**What is being asked:**
Locate every line in the material below that contains the string "pull" with matching case, and copy each of those lines.

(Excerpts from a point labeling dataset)
## START

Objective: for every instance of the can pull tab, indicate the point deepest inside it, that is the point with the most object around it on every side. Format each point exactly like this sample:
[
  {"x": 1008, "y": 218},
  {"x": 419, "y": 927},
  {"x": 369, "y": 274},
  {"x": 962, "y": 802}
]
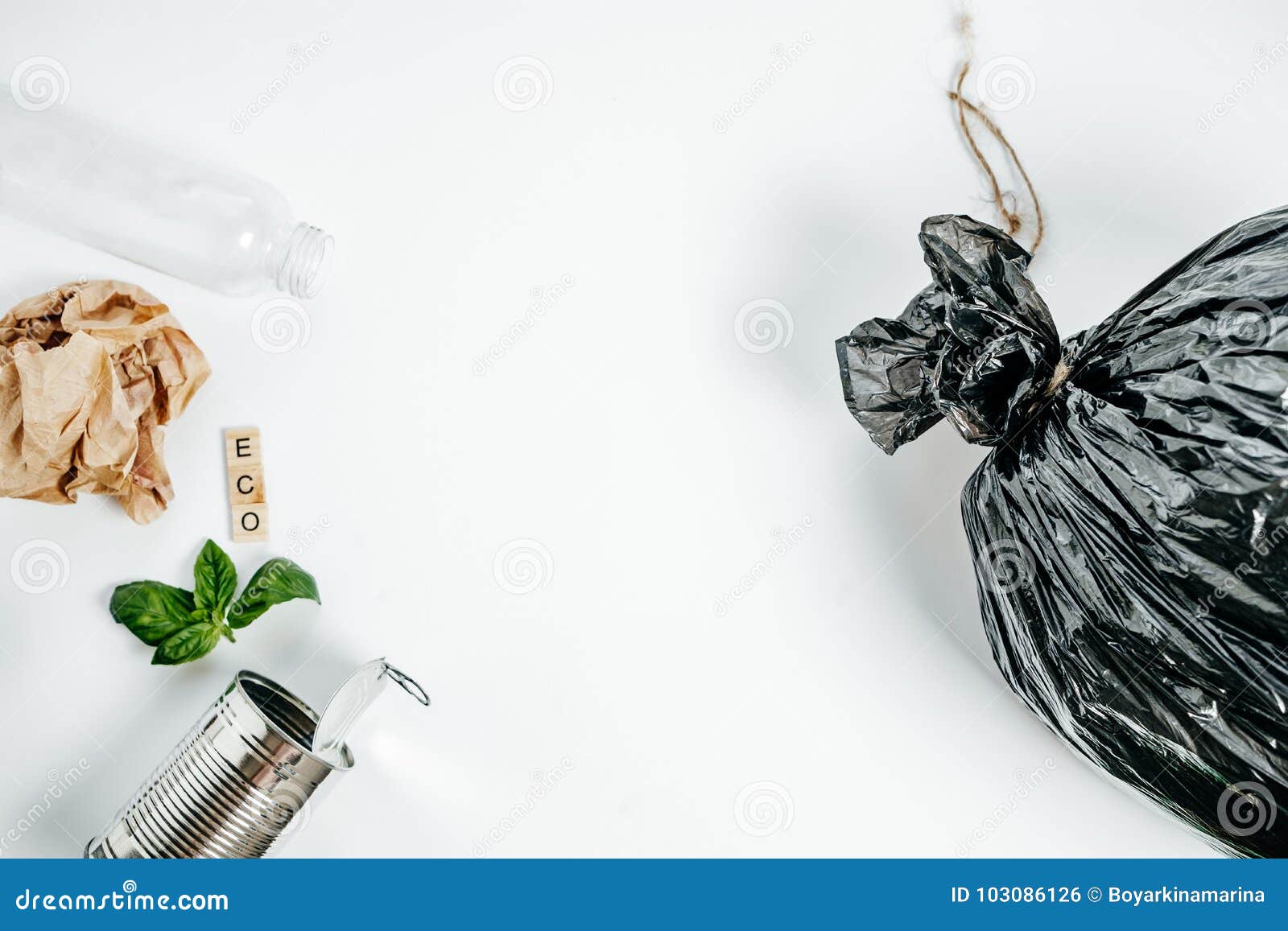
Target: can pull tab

## END

**Complete answer:**
Objective: for every instance of the can pull tab, indicate the point deepest inside it, that is the point with the most object around it on every side. Format each point exactly like this sample:
Target: can pull tab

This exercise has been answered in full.